• _What is asked_
Transcribe every one of the following entries line by line, keeping each word and character unchanged.

• _Task input_
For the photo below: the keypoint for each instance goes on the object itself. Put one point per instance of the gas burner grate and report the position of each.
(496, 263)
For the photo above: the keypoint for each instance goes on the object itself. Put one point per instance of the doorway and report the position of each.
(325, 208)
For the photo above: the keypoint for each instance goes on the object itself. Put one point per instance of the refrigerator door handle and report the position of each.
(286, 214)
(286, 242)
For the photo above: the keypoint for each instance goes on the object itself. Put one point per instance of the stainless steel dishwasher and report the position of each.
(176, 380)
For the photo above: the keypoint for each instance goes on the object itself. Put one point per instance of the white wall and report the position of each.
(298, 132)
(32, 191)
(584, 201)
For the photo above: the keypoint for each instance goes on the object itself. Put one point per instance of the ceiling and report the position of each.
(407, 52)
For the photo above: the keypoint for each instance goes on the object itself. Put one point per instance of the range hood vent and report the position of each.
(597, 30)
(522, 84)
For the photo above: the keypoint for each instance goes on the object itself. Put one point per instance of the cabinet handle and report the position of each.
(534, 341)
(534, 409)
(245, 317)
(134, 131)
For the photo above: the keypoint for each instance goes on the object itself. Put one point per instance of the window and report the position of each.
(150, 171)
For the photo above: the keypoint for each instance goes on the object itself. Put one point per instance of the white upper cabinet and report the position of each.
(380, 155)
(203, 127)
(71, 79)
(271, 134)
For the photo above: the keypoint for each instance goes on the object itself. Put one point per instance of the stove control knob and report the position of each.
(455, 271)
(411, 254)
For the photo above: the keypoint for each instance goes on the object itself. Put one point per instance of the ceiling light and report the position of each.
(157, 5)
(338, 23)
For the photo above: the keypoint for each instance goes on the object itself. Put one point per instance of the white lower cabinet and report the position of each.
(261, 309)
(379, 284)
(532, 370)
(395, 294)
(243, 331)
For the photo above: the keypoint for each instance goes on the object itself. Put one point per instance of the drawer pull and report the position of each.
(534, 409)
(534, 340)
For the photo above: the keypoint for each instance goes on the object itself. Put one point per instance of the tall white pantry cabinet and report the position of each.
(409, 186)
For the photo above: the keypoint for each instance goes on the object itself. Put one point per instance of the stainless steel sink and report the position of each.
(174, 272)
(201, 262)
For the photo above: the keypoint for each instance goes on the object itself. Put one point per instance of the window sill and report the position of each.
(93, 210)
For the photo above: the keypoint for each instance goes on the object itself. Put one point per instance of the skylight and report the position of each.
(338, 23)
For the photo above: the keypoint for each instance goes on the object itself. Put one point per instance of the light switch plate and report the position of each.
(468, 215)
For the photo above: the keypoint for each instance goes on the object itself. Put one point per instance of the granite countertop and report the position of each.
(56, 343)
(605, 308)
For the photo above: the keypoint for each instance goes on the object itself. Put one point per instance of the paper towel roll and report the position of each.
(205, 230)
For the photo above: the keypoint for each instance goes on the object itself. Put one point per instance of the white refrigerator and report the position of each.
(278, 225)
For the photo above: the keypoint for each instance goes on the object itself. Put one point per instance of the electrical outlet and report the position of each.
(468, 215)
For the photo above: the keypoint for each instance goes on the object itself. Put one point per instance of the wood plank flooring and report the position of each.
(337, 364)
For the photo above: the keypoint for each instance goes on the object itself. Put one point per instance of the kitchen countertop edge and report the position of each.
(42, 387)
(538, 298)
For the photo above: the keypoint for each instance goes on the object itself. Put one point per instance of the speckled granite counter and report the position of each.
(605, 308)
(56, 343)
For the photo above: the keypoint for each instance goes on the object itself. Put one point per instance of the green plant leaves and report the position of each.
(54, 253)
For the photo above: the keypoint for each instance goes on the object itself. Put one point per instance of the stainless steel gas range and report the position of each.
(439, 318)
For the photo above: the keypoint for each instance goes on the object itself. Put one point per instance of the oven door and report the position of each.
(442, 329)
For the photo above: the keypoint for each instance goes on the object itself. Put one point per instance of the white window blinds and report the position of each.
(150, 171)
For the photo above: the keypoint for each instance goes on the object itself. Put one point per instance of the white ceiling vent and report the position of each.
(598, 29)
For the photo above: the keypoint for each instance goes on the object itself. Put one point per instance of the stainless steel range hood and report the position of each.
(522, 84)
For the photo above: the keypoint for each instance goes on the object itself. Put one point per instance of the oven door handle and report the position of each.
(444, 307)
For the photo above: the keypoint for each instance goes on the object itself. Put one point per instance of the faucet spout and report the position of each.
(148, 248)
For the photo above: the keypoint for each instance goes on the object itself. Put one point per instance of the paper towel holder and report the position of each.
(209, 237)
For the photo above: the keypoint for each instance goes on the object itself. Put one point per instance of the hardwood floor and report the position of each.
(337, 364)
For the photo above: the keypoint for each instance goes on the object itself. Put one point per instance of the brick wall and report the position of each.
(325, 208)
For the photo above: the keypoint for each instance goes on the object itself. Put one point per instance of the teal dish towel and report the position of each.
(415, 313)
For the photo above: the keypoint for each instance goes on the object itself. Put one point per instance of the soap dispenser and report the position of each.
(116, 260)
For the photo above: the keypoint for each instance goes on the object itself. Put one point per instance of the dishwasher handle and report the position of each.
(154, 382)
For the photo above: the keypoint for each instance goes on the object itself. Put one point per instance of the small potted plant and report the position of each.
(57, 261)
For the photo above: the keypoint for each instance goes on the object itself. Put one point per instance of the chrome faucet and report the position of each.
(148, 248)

• _Final result_
For the photo below: the keypoint for each instance goes on the object itself. Put one point per instance of the gas burner grate and report the position of each.
(496, 263)
For the photo above: the keypoint for each instance goes on the object itself. Put one point per instance of the doorway and report the position of each.
(325, 208)
For the photo above: the keypoint for each instance goes on the object itself. Put one point per instance of the refrigerator door handle and report the position of each.
(286, 214)
(286, 242)
For the photo above: the keypoint for each instance goes on the object itself. Put one point per instance of the stainless steel dishwasher and report the position of each.
(176, 380)
For the photo above: the keypoint for each instance goes on the object itself. Put one point per instance of the white wall and report the position of each.
(298, 132)
(32, 191)
(584, 201)
For the photo above: the keypoint for each instance goes on the object itself. Put one point per instance of the ceiling and report the position of each.
(407, 52)
For the photo above: the keypoint for each instance goes on the object itself. Put one point per instance of the range hood vent and report the position of each.
(597, 30)
(522, 84)
For the photo above: the keypoint for each instance goes on the object itself. Put one point per instance of the cabinet handle and report the position of each.
(534, 341)
(534, 409)
(245, 317)
(134, 131)
For the photo above: the keypoint for each instance goes on the object itself. Put one point per instance of the window and report the position of each.
(150, 171)
For the photo above: the keypoint for each instance goes on the object itself. Put one point per instance of the white upper cabinet and report the position of each.
(380, 155)
(203, 127)
(71, 79)
(271, 134)
For the photo above: the keypoint for each instance goes on the object itself. Put one point per instance of the stove control knob and report the position of each.
(455, 271)
(411, 254)
For the photo above: the keypoint for each instance goes on the object itself. Put one point per instance of the ceiling light and report the position of each.
(157, 5)
(338, 23)
For the photo above: the keypoint for each instance goes on the object itself. Put one point per instance of the white lower cabinet and report the position of each.
(261, 309)
(379, 284)
(532, 370)
(395, 294)
(243, 331)
For the photo above: the keypoint for each instance goes on the object itself. Put one point per instance of the drawer pull and report the position of each.
(534, 409)
(534, 340)
For the photo above: the keypoint for each instance goes on the object itself. Put one point per instance of the tall white pantry cabinet and report the position of each.
(409, 186)
For the photo above: the keypoint for each instance goes on the object itself. Put one point per instance of the stainless steel sink and report the position of each.
(174, 272)
(201, 262)
For the photo above: the keypoint for each instance goes on the object itself. Put one point per instance of the window sill and report the position of each.
(93, 210)
For the photo above: the keypoint for each instance goes on the object itself. Put one point per instance of the skylight and report the position of each.
(338, 23)
For the photo above: the keypoint for each instance goes on the object itself. Put one point per instance of the light switch plate and report the position of each.
(468, 215)
For the photo above: the keypoint for each instance goes on the object itself. Put one point per instance of the granite countertop and report the position of each.
(56, 343)
(605, 308)
For the photo above: the keypoint for each instance goes on the object itself. Put one point per instance of the paper towel roll and report the position of each.
(205, 230)
For the photo above: the keypoint for each instance goes on the object itself. Put one point per instance of the white refrigerator and report the position of each.
(278, 225)
For the photo above: the keypoint for each instance goes on the object itself. Put one point per instance of the electrical outlet and report the position of each.
(468, 215)
For the photo above: the keypoint for each instance goes on the object itself. Put one point per instance of the wood plank flooring and report the position of each.
(337, 364)
For the photo above: the keypoint for each instance goes on the object itself. Put one point per instance of the kitchen countertop edge and report the position of each.
(42, 387)
(538, 298)
For the photo above: the keypoint for each instance goes on the object itself. Put one point per instance of the speckled granite counter and report the position of each.
(605, 308)
(56, 343)
For the photo above: the keypoint for each instance goes on the object itself. Put one point per instance of the green plant leaves and report the position of each.
(54, 253)
For the photo above: the keypoint for each instance goes on the object itself. Put one point per instance of the stainless steel gas range and report the position of each.
(439, 318)
For the photo above: the keypoint for each instance goes on the object itself. Put one point per instance of the oven door and report the position of each.
(442, 329)
For the photo above: the keypoint for each instance goes on the object itself. Put one point per instance of the white window blinds and report the position of each.
(150, 171)
For the photo above: the keypoint for each instance goes on the object itself. Put one point per instance of the white ceiling vent and report the position of each.
(598, 29)
For the photo above: the keypoint for each instance goes on the object itself. Put one point per instance of the stainless steel range hood and report the position of each.
(522, 84)
For the photo above: the keypoint for each instance goes on the object itself. Put one point per instance of the oven door handle and report the position of each.
(444, 307)
For the photo above: the keypoint for each instance goes on the object itself. Put one point per instance of the faucet spout and report the position of each.
(148, 248)
For the photo above: the keypoint for each instance goes on the object itself. Put one point per instance of the paper towel holder and report the position of each.
(209, 237)
For the photo above: the keypoint for each instance goes on the object itself. Put one point per instance of the hardwood floor and report the position of each.
(337, 364)
For the photo above: the keypoint for each instance goes on the object itself. Put one point per instance of the brick wall and report the position of each.
(325, 208)
For the photo above: the keypoint for each instance goes on the object itself. Put one point per instance of the teal dish towel and report the position of each.
(415, 313)
For the photo above: the keypoint for each instance goes on the object itself. Put one point per instance of the soap dispenser and report the position of each.
(116, 260)
For the photo above: the keypoint for each instance goes on the object itself. Put one point per instance of the dishwasher handle and report the position of each.
(154, 382)
For the photo above: the keypoint for each instance goes on the object itself. Put one point per instance of the small potted plant and report the position of each.
(57, 261)
For the photo above: the keypoint for each instance goes on the object itself. Put one point per instance of the chrome faucet and report the position of each.
(148, 248)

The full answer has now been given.